*Your objective*: Revise the entries below by replacing every occurrence of "drop a marker" with "place a point" and leaving everything else unchanged.

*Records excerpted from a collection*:
>>

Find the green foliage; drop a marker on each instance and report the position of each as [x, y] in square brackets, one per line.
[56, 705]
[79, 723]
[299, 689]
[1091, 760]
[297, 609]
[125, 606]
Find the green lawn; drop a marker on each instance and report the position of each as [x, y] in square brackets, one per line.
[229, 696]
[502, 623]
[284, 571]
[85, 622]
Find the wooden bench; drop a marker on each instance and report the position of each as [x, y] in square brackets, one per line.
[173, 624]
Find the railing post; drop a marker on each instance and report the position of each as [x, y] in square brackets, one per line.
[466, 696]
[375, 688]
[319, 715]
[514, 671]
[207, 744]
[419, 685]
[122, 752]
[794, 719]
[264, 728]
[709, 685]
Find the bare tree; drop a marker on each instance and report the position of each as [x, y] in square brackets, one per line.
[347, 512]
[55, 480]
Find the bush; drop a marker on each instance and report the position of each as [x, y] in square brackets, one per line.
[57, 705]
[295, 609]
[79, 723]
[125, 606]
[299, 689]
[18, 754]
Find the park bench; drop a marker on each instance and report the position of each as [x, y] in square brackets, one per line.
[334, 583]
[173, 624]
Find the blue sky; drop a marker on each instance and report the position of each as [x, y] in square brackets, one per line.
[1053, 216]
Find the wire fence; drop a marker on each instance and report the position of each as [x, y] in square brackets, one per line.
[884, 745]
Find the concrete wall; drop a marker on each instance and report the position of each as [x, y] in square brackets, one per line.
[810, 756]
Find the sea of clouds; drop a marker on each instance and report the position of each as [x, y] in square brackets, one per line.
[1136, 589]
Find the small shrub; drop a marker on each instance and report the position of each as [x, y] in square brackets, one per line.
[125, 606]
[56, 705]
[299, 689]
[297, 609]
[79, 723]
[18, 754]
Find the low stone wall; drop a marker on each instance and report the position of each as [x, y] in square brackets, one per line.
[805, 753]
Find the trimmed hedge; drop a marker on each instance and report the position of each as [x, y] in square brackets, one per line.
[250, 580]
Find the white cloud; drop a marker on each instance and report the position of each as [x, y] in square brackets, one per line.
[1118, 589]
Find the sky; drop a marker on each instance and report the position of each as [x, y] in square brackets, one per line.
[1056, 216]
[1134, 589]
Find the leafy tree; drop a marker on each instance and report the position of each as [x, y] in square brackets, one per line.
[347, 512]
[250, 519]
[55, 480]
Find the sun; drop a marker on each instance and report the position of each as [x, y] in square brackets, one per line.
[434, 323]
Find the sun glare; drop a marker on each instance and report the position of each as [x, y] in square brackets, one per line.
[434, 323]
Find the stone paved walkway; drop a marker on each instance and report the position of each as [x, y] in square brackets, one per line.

<<

*Task result*:
Find the green foliage; place a point on each instance and report the position of each as [x, y] in square brackets, one per line.
[56, 705]
[79, 723]
[299, 689]
[1091, 760]
[297, 609]
[125, 606]
Find the green lawn; place a point on each instance and report the position of each as [x, y] in square brackets, one per line.
[229, 696]
[502, 623]
[284, 571]
[85, 622]
Find the wooden bench; place a point on each instance and report the position of each as [x, y] in square brackets, one per line.
[173, 624]
Find the railing post; place a point on each instance and report the position of each as [x, y] in square brackets, one per line.
[466, 696]
[375, 688]
[319, 715]
[514, 671]
[207, 744]
[419, 685]
[122, 752]
[794, 719]
[264, 728]
[709, 685]
Find the bare tree; place a point on each instance and report the position of each as [x, y] in square brackets, one per line.
[347, 512]
[55, 480]
Find the bush; place a point on each instance and report the position of each as [x, y] in square brackets, one per line.
[57, 705]
[295, 609]
[79, 723]
[125, 606]
[299, 689]
[18, 754]
Find the park bench; place a point on each instance and report the position of each as [x, y] in square brackets, one per line.
[334, 583]
[173, 624]
Find the blue sky; place a point on each instance and report the position of each as [x, y] in square brackets, one per line.
[1053, 216]
Find the wire fence; place a point on each instance and report the position of each as [x, y] in square brackets, one per line.
[884, 745]
Find the concrete wall; place a point on each instance and report the position of each as [x, y] in square brackets, one per line.
[810, 756]
Find the sea of clouds; place a point on each instance and report the position of each as [x, y] in square brackets, one per line.
[1136, 589]
Find the small shrub; place a point on each instance and report the position of each as [x, y] in square brackets, one per line.
[125, 606]
[56, 705]
[299, 689]
[297, 609]
[79, 723]
[18, 754]
Find the low stone wall; place a point on each instance and report the position of each as [x, y] in square brackets, one per line.
[805, 753]
Find the trimmed hedge; place a point on each instance and report the position of each as [x, y] in square brackets, one per line.
[250, 580]
Find the white cloud; place a point on each instance and report the position of each as [x, y] in square brackets, one per line.
[1118, 589]
Find the sky; place a point on each instance and report the position of each as [x, y] in square brackets, one per line.
[1056, 216]
[1134, 589]
Find the leafy tree; place a point on each instance and report the position of each as [x, y] in square brackets, one per line.
[347, 512]
[250, 519]
[55, 480]
Find the sun; place a point on each instance and report the position of each as [x, y] in square brackets, one per line.
[434, 323]
Find the sun glare; place a point on each instance and report the position of each as [x, y] in square brackets, one per line.
[434, 323]
Find the stone paved walkway; place a point on each instance and report the position of each as [x, y] in square brackets, one per line.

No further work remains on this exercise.